**Data for this exercise:**
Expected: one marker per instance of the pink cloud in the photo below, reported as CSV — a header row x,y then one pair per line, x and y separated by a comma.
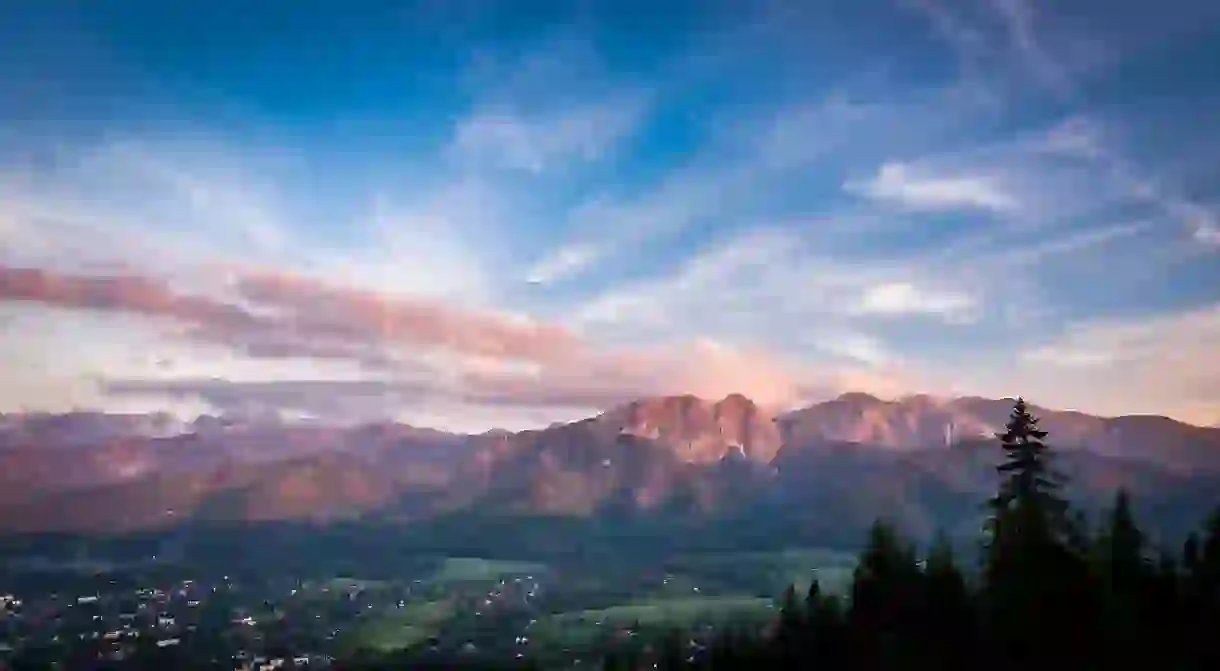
x,y
275,316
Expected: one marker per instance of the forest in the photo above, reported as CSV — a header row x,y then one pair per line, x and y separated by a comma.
x,y
1052,592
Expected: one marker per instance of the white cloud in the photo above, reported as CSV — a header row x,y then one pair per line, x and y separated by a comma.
x,y
899,183
1162,364
561,264
903,298
506,138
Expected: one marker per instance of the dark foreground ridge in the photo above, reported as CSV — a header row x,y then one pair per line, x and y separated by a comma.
x,y
1044,592
1051,594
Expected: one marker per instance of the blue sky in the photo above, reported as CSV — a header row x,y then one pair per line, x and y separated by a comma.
x,y
473,214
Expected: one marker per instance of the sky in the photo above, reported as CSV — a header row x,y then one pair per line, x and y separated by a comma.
x,y
469,214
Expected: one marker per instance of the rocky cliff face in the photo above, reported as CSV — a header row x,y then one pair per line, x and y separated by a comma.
x,y
699,431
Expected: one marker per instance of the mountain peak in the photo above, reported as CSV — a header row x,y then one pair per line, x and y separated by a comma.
x,y
700,431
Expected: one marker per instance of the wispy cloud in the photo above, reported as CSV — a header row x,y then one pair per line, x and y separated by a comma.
x,y
505,138
1166,356
898,183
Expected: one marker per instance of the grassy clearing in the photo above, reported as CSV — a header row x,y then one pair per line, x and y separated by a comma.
x,y
587,627
680,611
461,569
403,627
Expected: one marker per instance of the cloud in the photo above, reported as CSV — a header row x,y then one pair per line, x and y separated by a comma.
x,y
504,138
561,264
903,298
1149,364
279,317
1014,45
899,183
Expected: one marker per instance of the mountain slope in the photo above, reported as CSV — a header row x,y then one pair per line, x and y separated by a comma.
x,y
837,465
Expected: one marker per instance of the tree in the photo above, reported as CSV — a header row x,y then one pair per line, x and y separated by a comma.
x,y
1029,505
1124,549
1040,589
1126,577
885,592
948,621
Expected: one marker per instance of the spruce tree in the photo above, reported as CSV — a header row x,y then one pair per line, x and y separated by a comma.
x,y
1040,591
1029,504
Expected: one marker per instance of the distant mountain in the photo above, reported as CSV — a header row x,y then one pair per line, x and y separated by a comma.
x,y
824,470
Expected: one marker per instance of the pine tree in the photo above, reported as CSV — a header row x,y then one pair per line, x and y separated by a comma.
x,y
885,592
948,619
1124,549
1027,504
1126,583
1040,591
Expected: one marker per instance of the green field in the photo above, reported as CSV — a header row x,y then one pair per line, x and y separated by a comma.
x,y
587,626
462,569
775,571
403,627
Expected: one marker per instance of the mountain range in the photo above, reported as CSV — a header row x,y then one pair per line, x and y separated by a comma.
x,y
828,469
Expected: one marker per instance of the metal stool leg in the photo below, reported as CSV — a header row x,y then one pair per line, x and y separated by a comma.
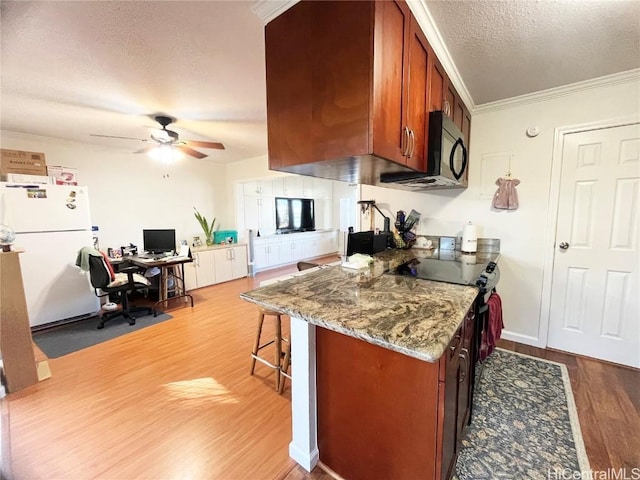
x,y
284,372
278,353
256,345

**Short problem:**
Pictures in the records must not appear in the copy; transcribe everything else precisely.

**Solution to this exercise:**
Expected: one marker per instance of the pink cloud in the photo below, reported as CSV — a header row x,y then one pair per line, x and y separated by a comma.
x,y
275,316
Expected: one marker per instance of the forest in the photo above, reported as CSV — a header row x,y then one pair per line, x and y separated by a comma.
x,y
1052,592
Expected: one marker per instance of the white cloud in the photo above, reported as CSV — a header row x,y then one pair per line, x and y separated by a comma.
x,y
899,183
1162,364
561,264
903,298
506,138
Expected: one marker per instance of the dark foreground ridge in the photo above, reported as CSV — a header row x,y then one pair per line, x and y separated by a comma.
x,y
1044,592
1051,594
Expected: one marker per instance of the blue sky in the photo above, reported as CSV — a header row x,y then one pair per line, x and y separated by a comma.
x,y
473,214
Expected: one marker per instance of the sky in the photo above, reported as CSV — a header row x,y then one pair per line, x and y separated by a comma.
x,y
469,214
Expected: one marker per instance of the rocky cliff face in the photo above, reported as CSV — a header row x,y then one pair per line, x and y separated by a comma.
x,y
699,431
Expected: one marker per instance of the mountain peak in the photo above, reported as CSV — a header row x,y then one pair per line, x and y separated by a comma.
x,y
700,431
Expected: one marker per instance of the wispy cloud in the photo above, reported as CSV — a header row x,y then one pair per line, x and y separated by a comma.
x,y
505,138
1166,356
898,183
Expected: one marker per instance of the grassy clearing in the photo above, reported as CSV — a header row x,y then one pair per line, x and y separated by a comma.
x,y
587,627
680,611
461,569
403,627
Expected: one marker per instance of the cloud in the photo above, reported as CSV — a header row x,y then one pair per line, x and y separated by a comma.
x,y
504,138
561,264
903,298
1149,364
279,317
1014,45
899,183
Expected: one marker per instance of the mountain slope in the photo above, reported as CSV — a header row x,y then one pair per line, x and y separated by a comma.
x,y
837,465
Expected: one marker per instance of the tree in the photo above, reported as CSV — a header row x,y then one pair per line, x and y separated by a comma.
x,y
1029,505
1124,549
1040,589
1126,577
885,592
948,621
Expected: one marker per instance of the spruce tree in the photo above, reported as CSV — a header row x,y then one pair per line, x and y separated by a comma.
x,y
1040,591
1029,504
Expected: one marker per instance of the distant mountain in the photo above, reported as CSV — a header row x,y then one pair per line, x and y separated by a comma.
x,y
824,470
Expected: one marker per instance of the pine tree in the photo above, reported as CSV — a header row x,y then one pair per line, x and y separated by a comma.
x,y
885,592
948,619
1124,549
1027,504
1126,583
1040,591
Expected: one marker per instance of the green field in the photo above, reported as CSV — a header row x,y then one pair per line, x and y separated by a comma.
x,y
587,626
462,569
775,571
403,627
Expected: one marker per instance of the mountain range in the photo above, reported as CSV — a header row x,y then one pair per line, x and y separated by a comma.
x,y
828,469
Expected: one marker per instance of the metal stool leg in the photo below, reported as CSV — a header row x,y then one pair per line, x and y separated by a comma.
x,y
284,372
278,353
256,345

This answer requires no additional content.